**Exercise aim**
All of the entries below are to be repeated word for word.

[Records for this task Boundary: Start]

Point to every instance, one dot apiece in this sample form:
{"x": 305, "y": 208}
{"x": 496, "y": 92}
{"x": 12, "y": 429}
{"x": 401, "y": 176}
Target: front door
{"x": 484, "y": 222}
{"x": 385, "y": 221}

[Records for this task Boundary: End]

**Output for this exercise**
Point to every instance, one dot apiece in this sample form:
{"x": 305, "y": 208}
{"x": 496, "y": 92}
{"x": 12, "y": 429}
{"x": 401, "y": 176}
Target: front door
{"x": 484, "y": 222}
{"x": 385, "y": 221}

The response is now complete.